┌─ PAGE TEXT
Nyce is part of a $57 million fundraising effort by a Danish real estate investor and author. The aim is to buy and build urban real estate and create wealth in America’s minority community. And now you can invest in Nyce through the WeFunder platform.
This started by putting the minimum 3.5% down payment on FHA mortgages. He argues that the racial wealth gap can be narrowed by young people using debt to leverage a minimum of equity into managed property.
Nyce would use its money to build out properties Michael has already identified. Michael’s partner is his nephew Martin Braithwaite, also Danish-born, currently playing for FC Barcelona.
Philip Michael is a 36-year old Danish-born entrepreneur in New York. He was briefly a boxing announcer. But he quickly took his writing talents to Bisnow, which now focuses on commercial real estate and is owned by the private equity firm Wicks Group.
└─
OBJECTIVES:
(a) Please copy the passage about Nyce between "Philip Michael is" and "firm Wicks Group.", inclusive.
(b) According to the passage about Nyce, through which platform can people invest in Nyce?
(c) Decide whether each statement agrees with the passage about Nyce, giving yes or no and quoting the words that settle it: (i) Martin Braithwaite is Michael's nephew. (ii) Philip Michael worked as a boxing announcer for many years. (iii) The fundraising effort Nyce belongs to is set at $75 million.
The material after this text comes from a different source.
┌─ SUPPLIED DATA
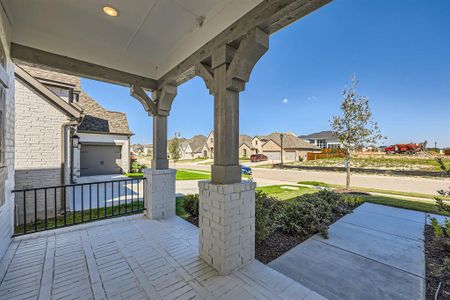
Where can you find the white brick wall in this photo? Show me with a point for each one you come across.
└─
SOLUTIONS TO EACH TASK:
(a)
Philip Michael is a 36-year old Danish-born entrepreneur in New York. He was briefly a boxing announcer. But he quickly took his writing talents to Bisnow, which now focuses on commercial real estate and is owned by the private equity firm Wicks Group.

(b) The WeFunder platform.

(c)
(i) Yes: "Michael’s partner is his nephew Martin Braithwaite"
(ii) No: "He was briefly a boxing announcer."
(iii) No: "a $57 million fundraising effort"